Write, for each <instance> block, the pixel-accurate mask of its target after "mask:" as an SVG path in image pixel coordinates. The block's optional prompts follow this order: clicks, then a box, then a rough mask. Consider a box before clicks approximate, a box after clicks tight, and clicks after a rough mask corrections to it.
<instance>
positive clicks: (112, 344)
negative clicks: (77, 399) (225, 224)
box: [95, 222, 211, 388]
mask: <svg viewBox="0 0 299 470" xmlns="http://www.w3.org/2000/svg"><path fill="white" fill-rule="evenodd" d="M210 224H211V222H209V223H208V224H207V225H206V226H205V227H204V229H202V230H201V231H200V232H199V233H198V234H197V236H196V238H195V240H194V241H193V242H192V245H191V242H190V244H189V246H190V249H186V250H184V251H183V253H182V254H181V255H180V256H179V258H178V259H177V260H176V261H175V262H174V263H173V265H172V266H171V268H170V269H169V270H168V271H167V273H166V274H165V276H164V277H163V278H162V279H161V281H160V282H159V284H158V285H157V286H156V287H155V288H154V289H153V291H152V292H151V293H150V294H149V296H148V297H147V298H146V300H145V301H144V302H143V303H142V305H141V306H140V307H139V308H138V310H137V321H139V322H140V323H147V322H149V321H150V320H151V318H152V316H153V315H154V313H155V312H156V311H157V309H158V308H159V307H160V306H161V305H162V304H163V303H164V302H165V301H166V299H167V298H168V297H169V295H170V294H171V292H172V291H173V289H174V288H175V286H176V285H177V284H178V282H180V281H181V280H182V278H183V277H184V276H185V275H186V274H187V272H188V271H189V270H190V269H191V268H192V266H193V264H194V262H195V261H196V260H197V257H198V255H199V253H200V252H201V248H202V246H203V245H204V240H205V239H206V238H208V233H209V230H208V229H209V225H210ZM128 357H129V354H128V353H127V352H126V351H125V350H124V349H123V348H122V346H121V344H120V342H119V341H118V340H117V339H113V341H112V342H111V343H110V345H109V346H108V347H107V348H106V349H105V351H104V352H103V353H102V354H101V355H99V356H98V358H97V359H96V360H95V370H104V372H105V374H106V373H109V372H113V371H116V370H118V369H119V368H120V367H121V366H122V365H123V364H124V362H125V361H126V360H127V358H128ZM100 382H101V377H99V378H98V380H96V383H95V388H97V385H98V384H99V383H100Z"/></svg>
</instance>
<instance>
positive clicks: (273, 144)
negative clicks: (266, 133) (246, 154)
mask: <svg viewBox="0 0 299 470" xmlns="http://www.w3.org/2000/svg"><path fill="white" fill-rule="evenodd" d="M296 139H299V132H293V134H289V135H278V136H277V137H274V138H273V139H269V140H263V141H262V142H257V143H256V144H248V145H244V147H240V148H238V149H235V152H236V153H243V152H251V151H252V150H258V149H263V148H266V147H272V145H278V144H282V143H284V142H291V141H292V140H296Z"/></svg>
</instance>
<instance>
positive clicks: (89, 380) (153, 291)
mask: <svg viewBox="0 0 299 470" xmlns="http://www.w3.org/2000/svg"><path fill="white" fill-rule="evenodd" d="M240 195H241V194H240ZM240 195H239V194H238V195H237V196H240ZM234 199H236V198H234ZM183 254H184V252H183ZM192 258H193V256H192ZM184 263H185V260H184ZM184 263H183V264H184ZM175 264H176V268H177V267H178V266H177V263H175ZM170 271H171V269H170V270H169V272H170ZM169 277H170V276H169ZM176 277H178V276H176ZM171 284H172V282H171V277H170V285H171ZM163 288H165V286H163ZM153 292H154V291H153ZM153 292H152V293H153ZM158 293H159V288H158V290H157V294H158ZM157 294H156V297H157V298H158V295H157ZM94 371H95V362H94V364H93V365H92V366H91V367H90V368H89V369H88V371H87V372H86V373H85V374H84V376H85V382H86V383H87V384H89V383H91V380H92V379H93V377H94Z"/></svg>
########
**WHAT IS BEING ASKED:**
Count the lines of the material above that contain the string "positive", and reply with the number alone.

**EXERCISE ANSWER:**
3